- [Consigne A]: Énumérez les enjeux que l'extrait sur le numérique attribue à l'application de traçage.
- [Consigne B]: Recopiez fidèlement le passage de l'extrait sur le numérique qui va de « L’enjeu majeur de » à « seul, je pense. ».

- [Passage du texte]:

§

On pense que vu que ce numérique est justement partout et qu’il change fondamentalement des aspects vraiment essentiels de nos vies, on devrait au moins comprendre ce qui se passe dans le débat public actuellement. Si vous regardez dans tous les médias, dans tout ce qu’on y lit, ben finalement c’est un peu toujours la même vision qui vient : la technologie c’est l’avenir. Point et puis c’est tout. Il n’y a pas d’autres alternatives que l’on pourrait imaginer. Et ça, on trouve que c’est problématique. La technologie ce n’est pas quelque chose de magique, qui se meut et s’insère toute seule dans nos vies. La technologie ce sont des gens, des décideurs politiques, ce sont des entreprises, ce sont des gens qui travaillent à construire un modèle de société et je ne vois pas de quel droit, seuls ces gens pourraient décider de l’avenir de la société. On doit intervenir.

L’enjeu majeur de cette application de traçage sont des enjeux de liberté, d’éthique et de visions de la société que l’on veut. C’est-à-dire, est-ce que l’on veut absolument sacrifier sa vie privée et sa liberté dans ce cas-ci pour la santé ? C’est une question qui est extrêmement intéressante, mais ce serait dangereux qu’un gouvernement y réponde seul, je pense.

Oui, il y a beaucoup de caméras et il y en a de plus en plus. Je ne sais pas si tu as entendu, mais la semaine passée ou il y a 2 semaines…la Côte flamande chez nous en Belgique va installer un réseau de 120 caméras avec de l’intelligence artificielle qui va « gérer le flux » des gens. Pourquoi ? Je ne comprends pas pourquoi… Ces caméras, une fois qu’elles seront mises, elles ne seront plus enlevées. Ça, on le sait. Avec les attentats, c’est un peu la même chose. Il y a ce qu’on appelle l’effet « cliquet » dans ces technologies. C’est-à-dire que quand vous faites un pas en avant, vous ne faites [plus] jamais le pas en arrière.

§

- [Extrait des données]:
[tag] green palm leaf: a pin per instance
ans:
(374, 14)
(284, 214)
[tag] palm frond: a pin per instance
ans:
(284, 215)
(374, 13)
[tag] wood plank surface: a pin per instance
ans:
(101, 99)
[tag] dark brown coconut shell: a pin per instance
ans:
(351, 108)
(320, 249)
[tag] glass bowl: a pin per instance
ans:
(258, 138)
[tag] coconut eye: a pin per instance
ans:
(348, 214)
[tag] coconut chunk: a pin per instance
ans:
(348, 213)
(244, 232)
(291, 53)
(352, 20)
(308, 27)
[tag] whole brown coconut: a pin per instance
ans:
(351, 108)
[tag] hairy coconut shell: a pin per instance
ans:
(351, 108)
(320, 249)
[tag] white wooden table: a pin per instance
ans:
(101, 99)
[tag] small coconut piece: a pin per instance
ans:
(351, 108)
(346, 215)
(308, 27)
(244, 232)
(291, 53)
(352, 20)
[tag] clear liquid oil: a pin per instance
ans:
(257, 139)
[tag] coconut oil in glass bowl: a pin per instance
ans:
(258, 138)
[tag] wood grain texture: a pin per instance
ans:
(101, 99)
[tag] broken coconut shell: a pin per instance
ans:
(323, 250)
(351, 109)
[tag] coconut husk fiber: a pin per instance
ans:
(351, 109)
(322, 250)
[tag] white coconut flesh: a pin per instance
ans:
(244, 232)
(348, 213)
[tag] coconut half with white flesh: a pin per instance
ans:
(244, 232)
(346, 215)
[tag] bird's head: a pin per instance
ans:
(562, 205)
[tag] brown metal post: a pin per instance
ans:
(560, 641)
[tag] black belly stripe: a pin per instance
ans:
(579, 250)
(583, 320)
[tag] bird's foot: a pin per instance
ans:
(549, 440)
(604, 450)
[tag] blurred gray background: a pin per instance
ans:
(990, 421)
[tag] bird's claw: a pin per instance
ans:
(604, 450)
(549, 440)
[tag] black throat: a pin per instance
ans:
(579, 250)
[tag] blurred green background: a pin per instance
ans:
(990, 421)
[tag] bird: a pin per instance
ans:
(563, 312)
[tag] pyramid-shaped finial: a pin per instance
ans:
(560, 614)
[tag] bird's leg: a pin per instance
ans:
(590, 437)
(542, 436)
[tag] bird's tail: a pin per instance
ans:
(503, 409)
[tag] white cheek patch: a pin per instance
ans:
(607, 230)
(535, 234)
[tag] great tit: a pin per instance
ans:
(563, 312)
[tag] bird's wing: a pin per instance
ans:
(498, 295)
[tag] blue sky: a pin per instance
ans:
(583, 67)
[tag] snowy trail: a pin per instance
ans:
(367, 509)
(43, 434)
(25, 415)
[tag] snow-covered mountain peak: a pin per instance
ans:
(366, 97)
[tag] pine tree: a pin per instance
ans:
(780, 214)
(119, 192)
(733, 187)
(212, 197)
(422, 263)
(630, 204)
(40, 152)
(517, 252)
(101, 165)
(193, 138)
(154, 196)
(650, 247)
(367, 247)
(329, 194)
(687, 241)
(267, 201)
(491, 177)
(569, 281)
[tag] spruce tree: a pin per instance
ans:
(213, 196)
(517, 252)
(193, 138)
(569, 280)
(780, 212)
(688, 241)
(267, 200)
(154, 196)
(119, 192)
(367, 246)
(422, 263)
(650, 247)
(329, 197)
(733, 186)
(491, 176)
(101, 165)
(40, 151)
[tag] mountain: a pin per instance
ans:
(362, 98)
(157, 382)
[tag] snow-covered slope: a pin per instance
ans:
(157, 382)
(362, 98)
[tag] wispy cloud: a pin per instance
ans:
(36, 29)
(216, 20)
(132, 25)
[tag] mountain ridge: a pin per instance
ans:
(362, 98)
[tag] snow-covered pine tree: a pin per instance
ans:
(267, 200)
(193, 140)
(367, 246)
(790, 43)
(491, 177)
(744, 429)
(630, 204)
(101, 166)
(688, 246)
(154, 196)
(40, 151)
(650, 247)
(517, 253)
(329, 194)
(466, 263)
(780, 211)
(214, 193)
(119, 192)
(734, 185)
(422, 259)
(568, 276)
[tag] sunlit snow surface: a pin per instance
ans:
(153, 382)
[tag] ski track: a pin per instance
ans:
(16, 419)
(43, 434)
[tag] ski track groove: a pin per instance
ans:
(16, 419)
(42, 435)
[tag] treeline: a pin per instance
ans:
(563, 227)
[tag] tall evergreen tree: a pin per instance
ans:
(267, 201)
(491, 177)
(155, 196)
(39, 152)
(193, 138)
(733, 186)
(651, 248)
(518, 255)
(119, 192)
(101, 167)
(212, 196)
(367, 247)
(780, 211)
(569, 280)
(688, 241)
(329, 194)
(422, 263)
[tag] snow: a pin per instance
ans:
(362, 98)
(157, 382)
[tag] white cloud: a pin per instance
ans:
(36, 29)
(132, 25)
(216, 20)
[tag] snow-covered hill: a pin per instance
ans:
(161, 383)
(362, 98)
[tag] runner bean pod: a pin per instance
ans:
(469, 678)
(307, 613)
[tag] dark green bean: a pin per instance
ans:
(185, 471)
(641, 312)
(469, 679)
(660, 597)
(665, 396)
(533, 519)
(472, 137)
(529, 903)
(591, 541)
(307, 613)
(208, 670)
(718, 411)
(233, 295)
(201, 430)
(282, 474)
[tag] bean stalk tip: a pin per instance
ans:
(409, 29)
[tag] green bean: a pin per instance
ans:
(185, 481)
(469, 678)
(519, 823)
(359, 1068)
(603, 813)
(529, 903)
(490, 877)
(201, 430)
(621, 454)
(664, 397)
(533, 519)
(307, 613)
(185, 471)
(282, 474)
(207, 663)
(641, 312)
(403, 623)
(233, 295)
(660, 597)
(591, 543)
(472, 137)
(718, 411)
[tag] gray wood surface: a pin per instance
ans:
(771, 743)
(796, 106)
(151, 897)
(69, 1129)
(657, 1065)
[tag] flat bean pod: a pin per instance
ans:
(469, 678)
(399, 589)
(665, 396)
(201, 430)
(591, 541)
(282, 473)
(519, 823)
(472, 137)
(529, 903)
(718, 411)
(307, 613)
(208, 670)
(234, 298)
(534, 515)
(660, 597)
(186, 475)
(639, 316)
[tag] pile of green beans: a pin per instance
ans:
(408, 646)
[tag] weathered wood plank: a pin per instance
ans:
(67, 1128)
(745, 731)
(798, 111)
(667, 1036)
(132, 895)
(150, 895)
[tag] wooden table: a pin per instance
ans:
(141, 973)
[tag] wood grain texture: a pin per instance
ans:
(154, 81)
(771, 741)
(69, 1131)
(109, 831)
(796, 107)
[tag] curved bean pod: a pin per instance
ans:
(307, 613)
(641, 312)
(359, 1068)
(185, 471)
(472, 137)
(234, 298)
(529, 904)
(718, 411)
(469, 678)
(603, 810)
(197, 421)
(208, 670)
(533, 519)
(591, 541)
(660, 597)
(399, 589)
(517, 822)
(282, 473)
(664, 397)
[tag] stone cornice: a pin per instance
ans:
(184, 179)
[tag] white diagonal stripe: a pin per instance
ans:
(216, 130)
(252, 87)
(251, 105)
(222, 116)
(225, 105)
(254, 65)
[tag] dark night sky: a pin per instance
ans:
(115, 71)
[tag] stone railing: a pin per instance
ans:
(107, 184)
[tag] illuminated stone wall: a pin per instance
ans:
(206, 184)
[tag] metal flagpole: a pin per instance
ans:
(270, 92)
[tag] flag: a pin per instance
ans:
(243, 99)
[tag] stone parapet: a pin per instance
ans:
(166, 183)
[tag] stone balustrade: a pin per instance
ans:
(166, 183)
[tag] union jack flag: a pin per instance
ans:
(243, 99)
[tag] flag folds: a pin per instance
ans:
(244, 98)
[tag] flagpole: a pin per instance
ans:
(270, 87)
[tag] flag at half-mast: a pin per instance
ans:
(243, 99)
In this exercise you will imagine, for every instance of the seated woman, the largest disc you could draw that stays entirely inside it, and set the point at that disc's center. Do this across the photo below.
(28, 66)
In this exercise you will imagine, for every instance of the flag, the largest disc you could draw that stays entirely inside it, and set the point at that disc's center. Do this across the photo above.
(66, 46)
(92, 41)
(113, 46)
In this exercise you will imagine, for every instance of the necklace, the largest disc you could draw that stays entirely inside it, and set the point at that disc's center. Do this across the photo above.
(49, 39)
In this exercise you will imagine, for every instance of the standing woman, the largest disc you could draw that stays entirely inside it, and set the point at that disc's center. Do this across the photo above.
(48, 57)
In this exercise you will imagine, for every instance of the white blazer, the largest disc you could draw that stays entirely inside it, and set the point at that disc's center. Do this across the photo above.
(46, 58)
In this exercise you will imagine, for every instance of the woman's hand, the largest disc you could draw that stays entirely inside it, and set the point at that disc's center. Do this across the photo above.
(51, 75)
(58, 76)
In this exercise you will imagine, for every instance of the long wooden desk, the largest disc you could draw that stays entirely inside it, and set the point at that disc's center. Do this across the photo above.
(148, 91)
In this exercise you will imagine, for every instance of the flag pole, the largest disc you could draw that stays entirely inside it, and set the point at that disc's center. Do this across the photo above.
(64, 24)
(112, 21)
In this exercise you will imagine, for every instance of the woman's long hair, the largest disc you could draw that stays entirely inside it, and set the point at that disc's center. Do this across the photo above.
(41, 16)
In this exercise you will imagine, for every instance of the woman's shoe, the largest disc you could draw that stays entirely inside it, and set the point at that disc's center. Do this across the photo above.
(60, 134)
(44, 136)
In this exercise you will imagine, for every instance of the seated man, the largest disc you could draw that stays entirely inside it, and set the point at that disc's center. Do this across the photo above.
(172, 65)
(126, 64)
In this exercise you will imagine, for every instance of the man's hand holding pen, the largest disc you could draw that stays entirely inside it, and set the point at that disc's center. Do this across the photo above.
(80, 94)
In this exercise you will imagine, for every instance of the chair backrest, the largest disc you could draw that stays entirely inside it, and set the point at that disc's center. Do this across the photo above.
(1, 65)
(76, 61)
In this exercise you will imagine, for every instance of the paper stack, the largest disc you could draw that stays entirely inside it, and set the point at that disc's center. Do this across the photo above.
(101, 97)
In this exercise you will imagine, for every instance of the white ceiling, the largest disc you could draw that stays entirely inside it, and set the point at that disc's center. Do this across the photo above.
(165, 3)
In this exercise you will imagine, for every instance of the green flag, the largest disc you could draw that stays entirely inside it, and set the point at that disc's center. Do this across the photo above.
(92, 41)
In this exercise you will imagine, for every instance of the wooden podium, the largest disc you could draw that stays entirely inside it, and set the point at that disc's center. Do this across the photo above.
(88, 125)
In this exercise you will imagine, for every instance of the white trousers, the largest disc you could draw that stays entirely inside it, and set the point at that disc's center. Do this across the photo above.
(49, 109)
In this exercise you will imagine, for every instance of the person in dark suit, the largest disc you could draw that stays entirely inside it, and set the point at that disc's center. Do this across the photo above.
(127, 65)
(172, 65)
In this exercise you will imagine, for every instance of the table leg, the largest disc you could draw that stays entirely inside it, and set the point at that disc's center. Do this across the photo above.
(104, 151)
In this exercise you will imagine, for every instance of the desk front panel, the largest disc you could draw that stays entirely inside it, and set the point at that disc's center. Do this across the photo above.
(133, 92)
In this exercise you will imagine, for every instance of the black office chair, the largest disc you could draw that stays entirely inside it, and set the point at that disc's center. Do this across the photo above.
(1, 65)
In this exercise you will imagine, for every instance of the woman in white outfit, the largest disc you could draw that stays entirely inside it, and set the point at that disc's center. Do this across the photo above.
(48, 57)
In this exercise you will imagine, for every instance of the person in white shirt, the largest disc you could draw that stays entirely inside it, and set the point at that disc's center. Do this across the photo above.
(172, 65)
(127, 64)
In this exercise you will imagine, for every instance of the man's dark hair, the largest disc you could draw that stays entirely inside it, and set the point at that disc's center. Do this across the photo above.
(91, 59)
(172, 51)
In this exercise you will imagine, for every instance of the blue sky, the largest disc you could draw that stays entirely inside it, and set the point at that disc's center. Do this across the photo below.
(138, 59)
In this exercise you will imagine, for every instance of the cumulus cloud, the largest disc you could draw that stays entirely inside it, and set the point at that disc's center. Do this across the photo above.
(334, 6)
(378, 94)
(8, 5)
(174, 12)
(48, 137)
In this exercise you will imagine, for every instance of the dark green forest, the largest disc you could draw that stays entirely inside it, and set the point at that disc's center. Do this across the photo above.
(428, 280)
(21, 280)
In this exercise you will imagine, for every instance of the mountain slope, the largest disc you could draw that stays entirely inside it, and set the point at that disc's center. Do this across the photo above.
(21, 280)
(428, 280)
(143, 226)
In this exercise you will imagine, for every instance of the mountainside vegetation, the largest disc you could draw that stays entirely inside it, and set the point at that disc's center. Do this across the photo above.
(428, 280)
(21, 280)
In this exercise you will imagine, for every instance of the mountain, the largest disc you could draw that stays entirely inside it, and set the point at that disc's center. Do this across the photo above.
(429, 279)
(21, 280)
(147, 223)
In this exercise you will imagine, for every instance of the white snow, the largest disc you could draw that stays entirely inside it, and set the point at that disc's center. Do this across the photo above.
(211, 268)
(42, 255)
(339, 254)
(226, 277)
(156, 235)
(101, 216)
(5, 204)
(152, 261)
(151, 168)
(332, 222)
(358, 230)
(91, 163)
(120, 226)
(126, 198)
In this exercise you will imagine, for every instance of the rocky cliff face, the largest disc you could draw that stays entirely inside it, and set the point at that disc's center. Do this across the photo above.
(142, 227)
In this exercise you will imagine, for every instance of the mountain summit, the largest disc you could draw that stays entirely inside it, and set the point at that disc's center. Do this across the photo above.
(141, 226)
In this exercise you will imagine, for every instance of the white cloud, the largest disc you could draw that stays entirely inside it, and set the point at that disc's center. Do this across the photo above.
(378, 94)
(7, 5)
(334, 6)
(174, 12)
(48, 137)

§

- [Réponse finale A]: la liberté ; l'éthique ; les visions de la société que l'on veut

- [Réponse finale B]:
L’enjeu majeur de cette application de traçage sont des enjeux de liberté, d’éthique et de visions de la société que l’on veut. C’est-à-dire, est-ce que l’on veut absolument sacrifier sa vie privée et sa liberté dans ce cas-ci pour la santé ? C’est une question qui est extrêmement intéressante, mais ce serait dangereux qu’un gouvernement y réponde seul, je pense.